═══ 所给文段

中医学在数千年的发展过程中,形成了辨证论治为诊疗特点的医学理论体系,同时出现了不同的学派和不同的学说。每一学派形成均有它一定的见解和独特的经验,但也不免包含着片面性。现在我们中医界也有崇尚某一学派的,如有人重视脾胃,有人重视命门,这些作为深入研究是可取的,但在临床论治时就不能偏执一派之见,专主一面即离开了辨证的观点。先生认为:“必须服从临床辨证,采取各家之长。”
如刘河间在治疗上主张以清热通利为主,认为:六气皆从火化;其学术观点的来源,可能出于《内经》病机,如“诸热瞀chi,皆属于火”“诸噤鼓栗,如丧神守,皆属于火”,“诸腹胀大,皆属于热”,“诸呕吐酸,暴注下迫,皆属于热”等,充分发扬“亢害承制”理论,在治疗上有一定控制疾病转化的意义。惟火有太过,有平气,有不足,河间强调了实火而遗掉虚火,是有片面性的,无怪张景岳批评说:“奈河间是不能通察本经全旨”,“不辨虚实,不察盛衰,悉以实言害病。”“实火固宜寒凉去之,本不难也;虚火最忌寒凉,若妄用之,无不致死”。不过,刘河间处方,往往寒热并用,补泻兼施或寒热补泻融于一方,对后人极有启发。
张子和强调火燥。主张汗吐下三法,反对补药治病。指出:“表病而里不病者,可专以热药发其表;里病而表不病者,可专以寒药攻其里;表里俱病者,虽可以热解表,亦可以寒攻里。”可见子和用药的规律,发表须温,攻里须寒。子和曰:“今予论吐、汗、下三法,先论攻其邪,邪去而元气自复也。”先生认为:这对急性热病及其某些病理产物固结者适用,若脏腑气血自病,则无邪可攻。《儒门事亲·卷二·可下式篇》:“《内经》一书,惟以气血通流为贵,世俗庸工惟以闭塞为贵。又只知下之为泻,又岂知《内经》之所谓下者乃所谓补也,陈cuo去而肠胃洁,症尽而荣卫昌,不补之中有真补存焉”。此论根据刘河间以通为补之说而来。对某些积滞之病是对的,但不可施于一切疾病。先生对子和评价说:“尊《内经》运气之说而不执,宗仲景汗、吐、下而有发挥”。也应看到张子和有辨证法的思想,如“南陲之地多热,宜辛凉之贴解之;朔方之地多寒,宜辛温之贴解之。”;“午未之月多暑,宜辛凉解之;子丑之月多凉,宜辛温解之。”;“病者喜食凉,则从其凉,喜食温,则从其温。欲饮水之人,慎勿禁水”等;施用寒温,因时因地而变通,治病应适人之常情,确有一定价值。

══════
═══ 数据部分

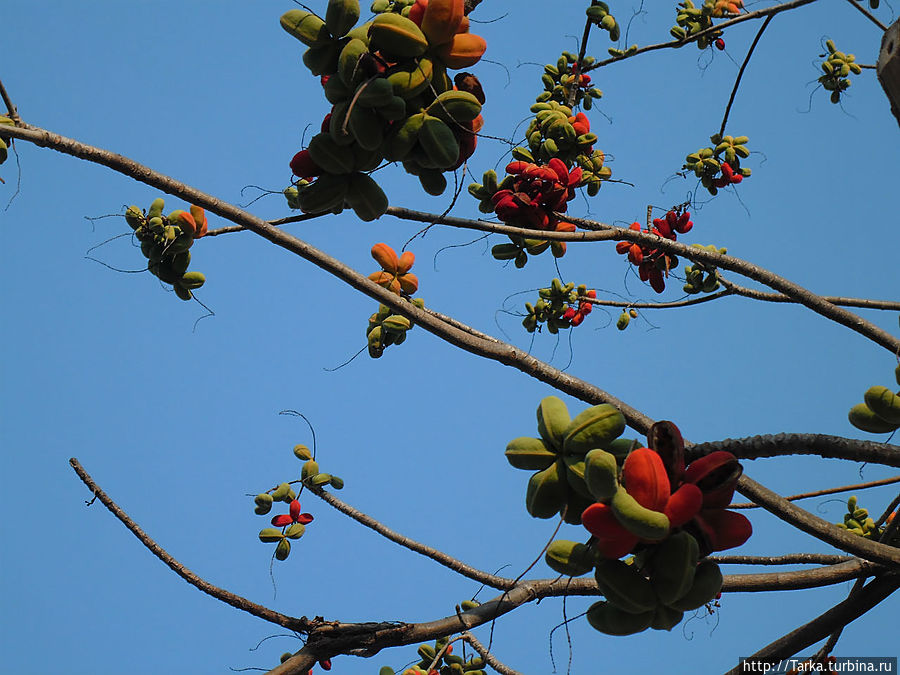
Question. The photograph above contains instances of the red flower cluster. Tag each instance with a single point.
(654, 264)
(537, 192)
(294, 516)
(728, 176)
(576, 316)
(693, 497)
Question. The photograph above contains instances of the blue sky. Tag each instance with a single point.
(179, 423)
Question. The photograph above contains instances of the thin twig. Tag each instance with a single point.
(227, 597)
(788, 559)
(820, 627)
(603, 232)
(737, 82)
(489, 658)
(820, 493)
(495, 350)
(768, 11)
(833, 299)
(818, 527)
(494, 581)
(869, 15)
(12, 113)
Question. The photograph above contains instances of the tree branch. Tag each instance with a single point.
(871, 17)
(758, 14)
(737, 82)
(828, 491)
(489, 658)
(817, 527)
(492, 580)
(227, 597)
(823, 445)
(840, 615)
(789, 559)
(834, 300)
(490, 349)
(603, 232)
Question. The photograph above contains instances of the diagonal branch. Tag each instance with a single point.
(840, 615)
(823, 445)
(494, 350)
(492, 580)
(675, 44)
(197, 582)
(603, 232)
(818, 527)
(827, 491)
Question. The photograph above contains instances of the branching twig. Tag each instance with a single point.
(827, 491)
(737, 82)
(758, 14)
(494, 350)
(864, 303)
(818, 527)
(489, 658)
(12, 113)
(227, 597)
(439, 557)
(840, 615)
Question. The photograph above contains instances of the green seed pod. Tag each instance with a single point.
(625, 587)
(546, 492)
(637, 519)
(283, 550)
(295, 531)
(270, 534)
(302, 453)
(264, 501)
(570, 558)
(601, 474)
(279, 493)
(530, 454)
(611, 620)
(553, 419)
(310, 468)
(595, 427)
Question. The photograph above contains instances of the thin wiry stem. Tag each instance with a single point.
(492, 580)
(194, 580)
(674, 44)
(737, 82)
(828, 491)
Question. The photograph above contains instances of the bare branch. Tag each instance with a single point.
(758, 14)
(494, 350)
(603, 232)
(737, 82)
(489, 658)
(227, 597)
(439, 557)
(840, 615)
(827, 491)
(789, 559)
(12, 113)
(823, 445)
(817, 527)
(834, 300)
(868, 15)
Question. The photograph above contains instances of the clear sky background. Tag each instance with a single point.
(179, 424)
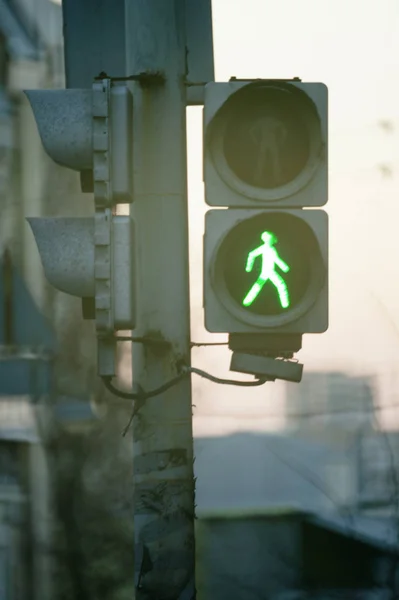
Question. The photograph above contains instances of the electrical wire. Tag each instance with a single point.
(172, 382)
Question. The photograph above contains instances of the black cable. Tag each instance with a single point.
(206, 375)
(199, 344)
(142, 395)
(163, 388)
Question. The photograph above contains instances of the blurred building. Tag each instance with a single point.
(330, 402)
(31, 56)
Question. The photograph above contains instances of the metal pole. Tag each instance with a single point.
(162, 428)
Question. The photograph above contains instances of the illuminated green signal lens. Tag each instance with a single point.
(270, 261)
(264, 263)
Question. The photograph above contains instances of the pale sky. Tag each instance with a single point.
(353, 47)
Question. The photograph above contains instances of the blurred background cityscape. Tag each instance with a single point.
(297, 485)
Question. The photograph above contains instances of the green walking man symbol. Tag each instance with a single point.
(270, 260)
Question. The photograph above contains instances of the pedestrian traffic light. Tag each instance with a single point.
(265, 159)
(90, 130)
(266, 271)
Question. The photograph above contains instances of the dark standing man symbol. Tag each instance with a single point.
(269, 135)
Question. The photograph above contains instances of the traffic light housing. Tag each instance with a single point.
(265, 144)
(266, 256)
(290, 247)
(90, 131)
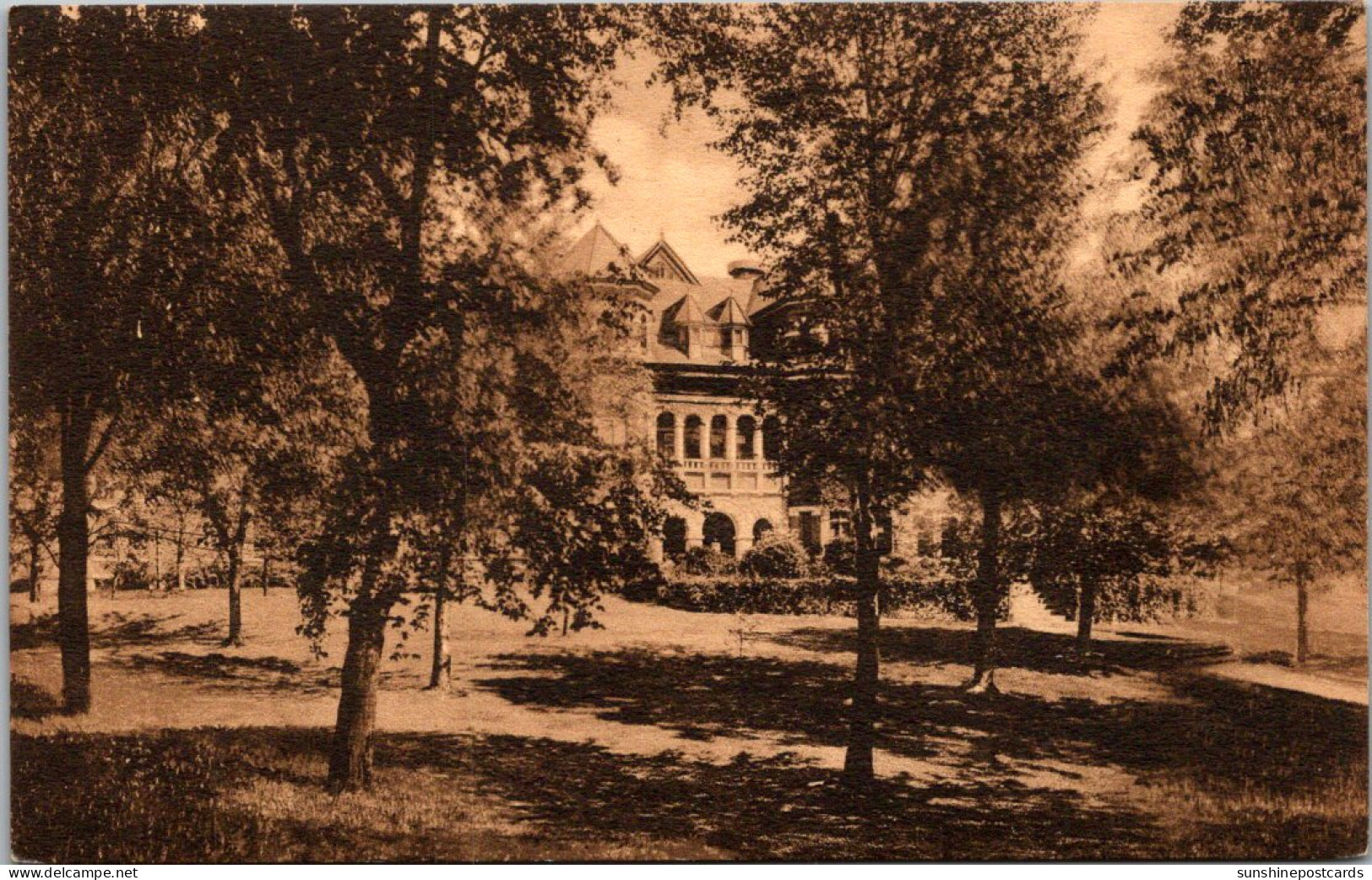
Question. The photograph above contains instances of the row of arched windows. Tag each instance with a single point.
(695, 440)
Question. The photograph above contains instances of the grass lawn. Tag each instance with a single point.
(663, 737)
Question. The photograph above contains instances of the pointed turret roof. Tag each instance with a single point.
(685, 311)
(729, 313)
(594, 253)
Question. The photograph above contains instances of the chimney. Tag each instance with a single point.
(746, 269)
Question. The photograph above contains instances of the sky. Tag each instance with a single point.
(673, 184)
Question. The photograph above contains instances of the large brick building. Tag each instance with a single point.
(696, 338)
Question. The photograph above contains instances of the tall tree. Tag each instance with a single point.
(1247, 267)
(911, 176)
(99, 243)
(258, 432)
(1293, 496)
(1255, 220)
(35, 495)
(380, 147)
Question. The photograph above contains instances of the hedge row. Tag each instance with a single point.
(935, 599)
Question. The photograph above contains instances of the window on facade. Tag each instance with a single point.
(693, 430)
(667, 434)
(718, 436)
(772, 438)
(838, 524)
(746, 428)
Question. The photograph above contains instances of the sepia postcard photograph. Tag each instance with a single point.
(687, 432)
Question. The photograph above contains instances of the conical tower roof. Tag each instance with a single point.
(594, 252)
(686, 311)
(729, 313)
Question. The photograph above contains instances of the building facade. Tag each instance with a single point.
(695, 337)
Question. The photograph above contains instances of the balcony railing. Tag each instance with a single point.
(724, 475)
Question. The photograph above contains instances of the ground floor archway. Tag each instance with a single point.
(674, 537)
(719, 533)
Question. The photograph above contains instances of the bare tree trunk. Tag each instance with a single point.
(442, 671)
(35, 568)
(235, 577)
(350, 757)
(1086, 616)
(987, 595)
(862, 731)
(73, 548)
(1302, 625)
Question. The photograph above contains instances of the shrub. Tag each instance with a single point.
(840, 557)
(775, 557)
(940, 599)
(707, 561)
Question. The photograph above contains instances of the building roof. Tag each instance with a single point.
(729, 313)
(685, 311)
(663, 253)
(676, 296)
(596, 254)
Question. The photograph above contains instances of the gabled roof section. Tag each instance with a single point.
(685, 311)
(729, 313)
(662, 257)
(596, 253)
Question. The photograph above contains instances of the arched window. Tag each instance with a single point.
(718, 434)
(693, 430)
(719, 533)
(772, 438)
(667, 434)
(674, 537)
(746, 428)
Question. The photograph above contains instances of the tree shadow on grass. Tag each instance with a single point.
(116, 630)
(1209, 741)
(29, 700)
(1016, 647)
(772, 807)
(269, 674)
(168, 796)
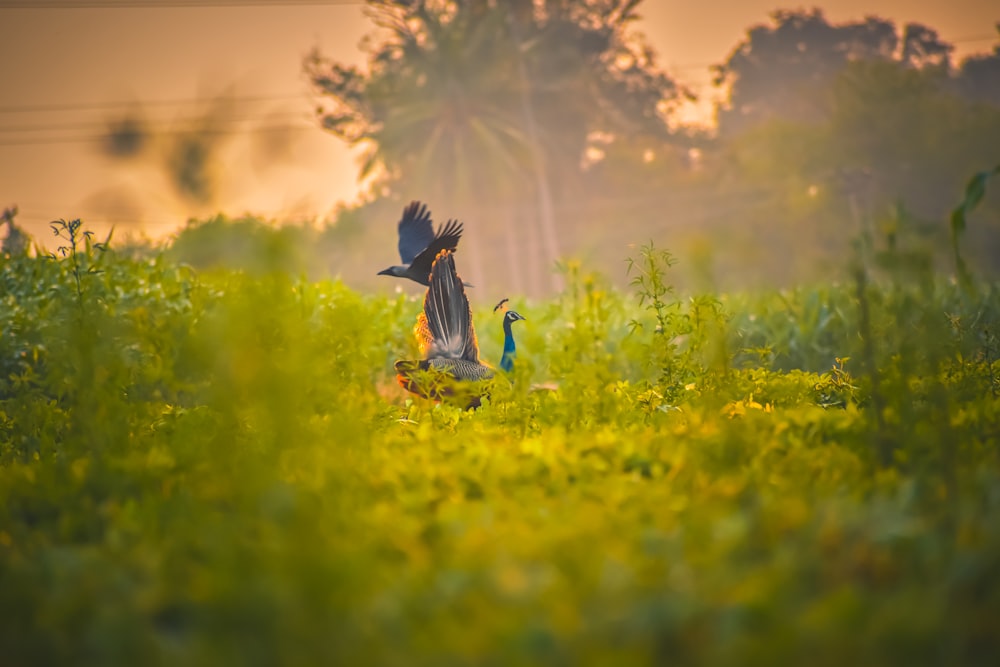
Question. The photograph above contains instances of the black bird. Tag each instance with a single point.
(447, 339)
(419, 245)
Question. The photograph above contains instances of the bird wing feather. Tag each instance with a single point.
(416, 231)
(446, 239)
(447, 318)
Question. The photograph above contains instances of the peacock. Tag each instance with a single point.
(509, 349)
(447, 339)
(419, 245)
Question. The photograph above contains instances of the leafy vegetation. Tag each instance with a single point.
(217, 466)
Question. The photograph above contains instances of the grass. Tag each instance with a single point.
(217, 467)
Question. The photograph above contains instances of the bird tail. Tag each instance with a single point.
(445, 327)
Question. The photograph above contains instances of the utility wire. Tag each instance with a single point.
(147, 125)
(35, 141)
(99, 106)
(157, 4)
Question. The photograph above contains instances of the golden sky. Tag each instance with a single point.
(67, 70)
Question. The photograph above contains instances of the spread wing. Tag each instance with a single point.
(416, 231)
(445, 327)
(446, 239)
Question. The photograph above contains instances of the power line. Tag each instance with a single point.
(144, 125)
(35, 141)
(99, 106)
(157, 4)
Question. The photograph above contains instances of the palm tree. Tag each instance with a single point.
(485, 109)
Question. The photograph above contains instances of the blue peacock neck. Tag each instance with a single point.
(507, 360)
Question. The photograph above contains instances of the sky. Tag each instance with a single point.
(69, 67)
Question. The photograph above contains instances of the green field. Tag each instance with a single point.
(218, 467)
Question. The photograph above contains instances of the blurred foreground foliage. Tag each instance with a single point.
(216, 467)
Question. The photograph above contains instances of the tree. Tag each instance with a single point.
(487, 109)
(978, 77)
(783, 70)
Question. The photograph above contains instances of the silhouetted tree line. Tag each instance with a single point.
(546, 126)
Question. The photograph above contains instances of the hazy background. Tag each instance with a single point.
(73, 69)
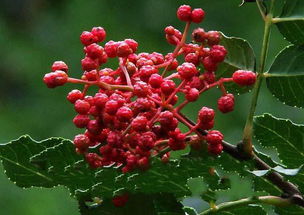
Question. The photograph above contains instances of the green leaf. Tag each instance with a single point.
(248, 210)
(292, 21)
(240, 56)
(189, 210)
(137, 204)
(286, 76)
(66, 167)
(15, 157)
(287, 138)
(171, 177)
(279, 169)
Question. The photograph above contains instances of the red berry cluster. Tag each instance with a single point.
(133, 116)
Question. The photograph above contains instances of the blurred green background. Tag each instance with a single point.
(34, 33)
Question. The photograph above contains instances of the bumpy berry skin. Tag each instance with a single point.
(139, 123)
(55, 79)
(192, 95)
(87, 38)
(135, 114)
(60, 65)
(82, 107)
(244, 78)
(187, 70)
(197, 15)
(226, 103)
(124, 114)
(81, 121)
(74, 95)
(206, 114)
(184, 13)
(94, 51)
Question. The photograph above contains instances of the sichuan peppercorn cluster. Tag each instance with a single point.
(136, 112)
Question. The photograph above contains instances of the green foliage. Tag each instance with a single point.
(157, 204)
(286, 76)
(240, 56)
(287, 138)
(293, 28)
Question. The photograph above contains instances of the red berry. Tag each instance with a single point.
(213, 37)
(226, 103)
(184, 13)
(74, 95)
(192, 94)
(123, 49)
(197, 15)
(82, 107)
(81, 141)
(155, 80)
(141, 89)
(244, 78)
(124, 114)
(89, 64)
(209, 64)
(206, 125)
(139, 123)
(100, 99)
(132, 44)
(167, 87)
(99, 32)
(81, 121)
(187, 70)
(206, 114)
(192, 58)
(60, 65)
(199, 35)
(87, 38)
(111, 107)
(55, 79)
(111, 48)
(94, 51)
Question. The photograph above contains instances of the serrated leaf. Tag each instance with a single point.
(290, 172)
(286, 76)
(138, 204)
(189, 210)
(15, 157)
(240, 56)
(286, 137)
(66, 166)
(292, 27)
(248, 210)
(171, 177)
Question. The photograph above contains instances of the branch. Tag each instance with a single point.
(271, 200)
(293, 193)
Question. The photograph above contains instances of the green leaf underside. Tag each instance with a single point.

══════

#### [题目详情]
请续写评述中医各家学说的这篇文段，从它的最后一句之后接着写。 这些条目与上面的文段毫无关系。

#### [输出结果]
李东垣处于战乱时代,人民饥饱失常,惊惶忧愁以致体质虚弱,易为疾病所侵,得病后又因正虚容易死亡,故提出脾胃虚弱中气不足,必须重视脾胃的理论。先生认为:脾胃虚弱是致病条件,而疾疫是主因,东垣强调一面,丢掉另一面,是偏见。但其对杂病以脾胃为本,加强调理脾胃的理论,确对后世起一定指导作用。其清阳不升,中气下陷,用补中益气的方法,对某些慢性病有一定调整体质作用,对急性病如有中气下陷病理机转的也有适用之处。不过急性热病不能以补不治。东垣对急性热病初期即用补中益气,是值得探讨的。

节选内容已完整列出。